──────── Data in this exercise

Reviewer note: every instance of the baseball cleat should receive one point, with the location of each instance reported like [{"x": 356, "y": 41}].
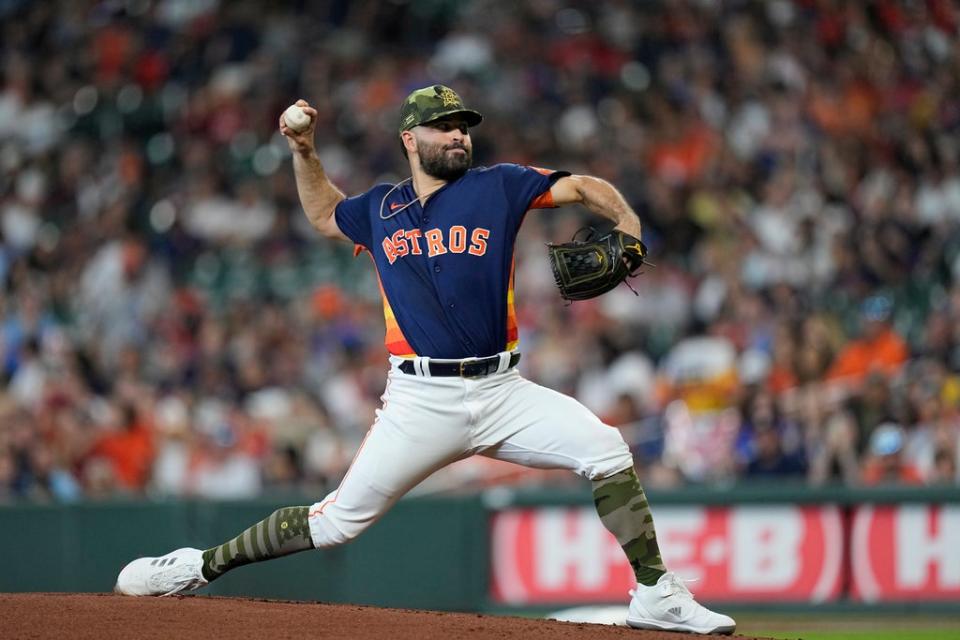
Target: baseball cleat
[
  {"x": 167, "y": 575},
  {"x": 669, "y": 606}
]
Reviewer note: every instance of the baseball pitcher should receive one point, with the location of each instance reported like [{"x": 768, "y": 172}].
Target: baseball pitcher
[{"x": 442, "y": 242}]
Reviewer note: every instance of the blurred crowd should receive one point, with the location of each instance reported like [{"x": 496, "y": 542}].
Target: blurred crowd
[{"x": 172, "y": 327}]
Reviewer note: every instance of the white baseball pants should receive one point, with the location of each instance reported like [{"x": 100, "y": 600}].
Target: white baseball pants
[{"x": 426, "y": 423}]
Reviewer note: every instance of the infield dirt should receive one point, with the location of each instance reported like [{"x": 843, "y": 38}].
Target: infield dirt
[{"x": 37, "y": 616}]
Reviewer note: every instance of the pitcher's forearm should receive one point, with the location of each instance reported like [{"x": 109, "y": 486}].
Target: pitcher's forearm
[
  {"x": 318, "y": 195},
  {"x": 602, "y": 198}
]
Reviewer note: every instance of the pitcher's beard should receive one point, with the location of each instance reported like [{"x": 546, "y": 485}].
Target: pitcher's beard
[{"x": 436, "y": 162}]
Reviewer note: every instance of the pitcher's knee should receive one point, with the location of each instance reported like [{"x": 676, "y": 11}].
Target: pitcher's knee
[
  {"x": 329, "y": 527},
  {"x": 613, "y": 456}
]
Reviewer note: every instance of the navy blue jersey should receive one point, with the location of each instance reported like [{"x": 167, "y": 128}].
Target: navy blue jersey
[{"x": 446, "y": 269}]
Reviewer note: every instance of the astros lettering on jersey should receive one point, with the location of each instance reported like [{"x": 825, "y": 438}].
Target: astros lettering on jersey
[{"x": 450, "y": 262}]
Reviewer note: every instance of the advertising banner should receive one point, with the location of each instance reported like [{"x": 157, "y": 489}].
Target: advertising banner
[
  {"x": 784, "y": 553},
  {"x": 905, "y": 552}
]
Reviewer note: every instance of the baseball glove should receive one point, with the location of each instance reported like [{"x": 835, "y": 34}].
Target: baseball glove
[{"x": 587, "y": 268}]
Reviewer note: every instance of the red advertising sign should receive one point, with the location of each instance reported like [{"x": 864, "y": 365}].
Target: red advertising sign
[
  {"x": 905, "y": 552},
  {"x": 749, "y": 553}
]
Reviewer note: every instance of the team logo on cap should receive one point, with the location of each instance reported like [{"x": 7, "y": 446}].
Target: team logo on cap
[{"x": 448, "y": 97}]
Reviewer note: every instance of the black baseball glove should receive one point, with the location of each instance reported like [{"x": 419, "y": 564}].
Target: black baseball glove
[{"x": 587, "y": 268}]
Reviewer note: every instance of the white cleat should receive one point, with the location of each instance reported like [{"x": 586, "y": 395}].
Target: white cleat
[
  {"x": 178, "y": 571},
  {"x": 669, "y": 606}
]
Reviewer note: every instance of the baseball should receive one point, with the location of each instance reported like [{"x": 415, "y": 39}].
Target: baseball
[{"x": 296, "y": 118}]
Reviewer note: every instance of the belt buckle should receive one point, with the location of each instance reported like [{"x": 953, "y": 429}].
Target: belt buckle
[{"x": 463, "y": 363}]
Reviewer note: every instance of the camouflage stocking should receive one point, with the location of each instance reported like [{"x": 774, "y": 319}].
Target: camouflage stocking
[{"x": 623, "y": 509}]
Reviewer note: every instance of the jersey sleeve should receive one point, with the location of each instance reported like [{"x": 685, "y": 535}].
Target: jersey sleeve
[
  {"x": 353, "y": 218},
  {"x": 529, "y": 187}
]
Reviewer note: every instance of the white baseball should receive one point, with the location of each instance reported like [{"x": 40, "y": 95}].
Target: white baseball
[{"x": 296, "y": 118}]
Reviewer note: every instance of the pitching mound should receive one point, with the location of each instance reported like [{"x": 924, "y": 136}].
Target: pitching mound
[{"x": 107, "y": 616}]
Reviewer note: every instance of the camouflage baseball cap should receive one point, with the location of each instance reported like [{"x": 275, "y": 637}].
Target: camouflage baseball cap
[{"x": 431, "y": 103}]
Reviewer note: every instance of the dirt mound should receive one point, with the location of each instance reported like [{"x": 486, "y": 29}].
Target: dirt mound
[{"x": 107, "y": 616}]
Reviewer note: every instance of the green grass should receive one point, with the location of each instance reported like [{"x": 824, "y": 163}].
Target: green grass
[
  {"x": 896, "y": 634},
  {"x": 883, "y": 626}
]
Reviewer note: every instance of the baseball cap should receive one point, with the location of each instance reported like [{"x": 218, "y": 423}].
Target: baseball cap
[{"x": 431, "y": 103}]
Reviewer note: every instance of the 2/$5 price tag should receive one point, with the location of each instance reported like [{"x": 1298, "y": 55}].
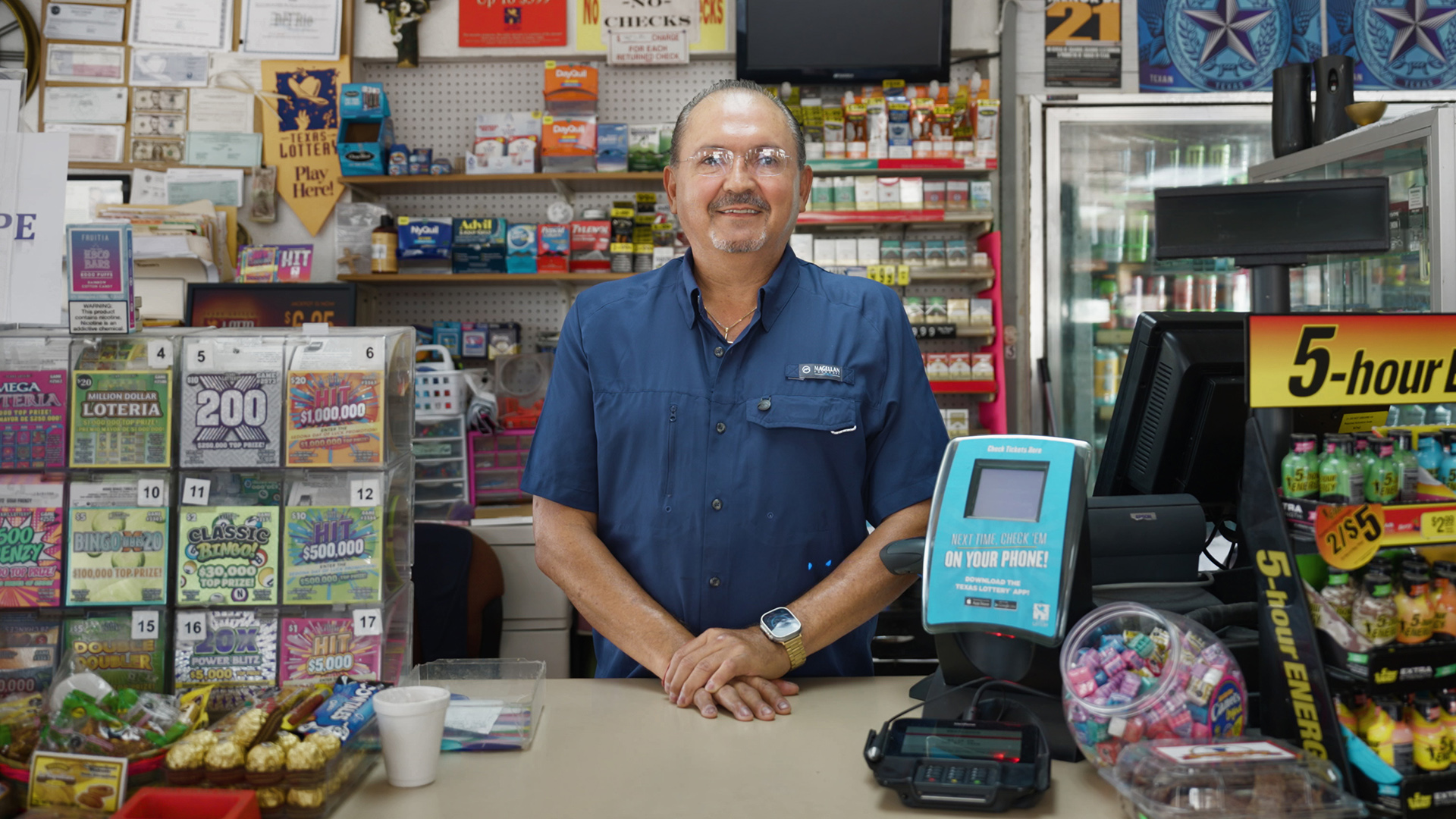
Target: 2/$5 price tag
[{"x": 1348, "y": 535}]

────────────────

How to complete this task: Write out exactly the lines above between the line with "Reviewer note: every instance of the pitching" and the line with "Reviewer note: every instance of the dirt", inclusive, and nothing beyond them.

Task solution:
Reviewer note: every instance of the pitching mound should receive one point, with the location of each instance reported like [{"x": 924, "y": 136}].
Target: pitching mound
[{"x": 107, "y": 616}]
Reviewer note: every instance of the camouflage baseball cap should receive one point, with the location of each instance reported like [{"x": 275, "y": 637}].
Target: camouflage baseball cap
[{"x": 431, "y": 103}]
Reviewer note: every instance of the dirt mound should receive one point, with the location of each instance reported like [{"x": 486, "y": 29}].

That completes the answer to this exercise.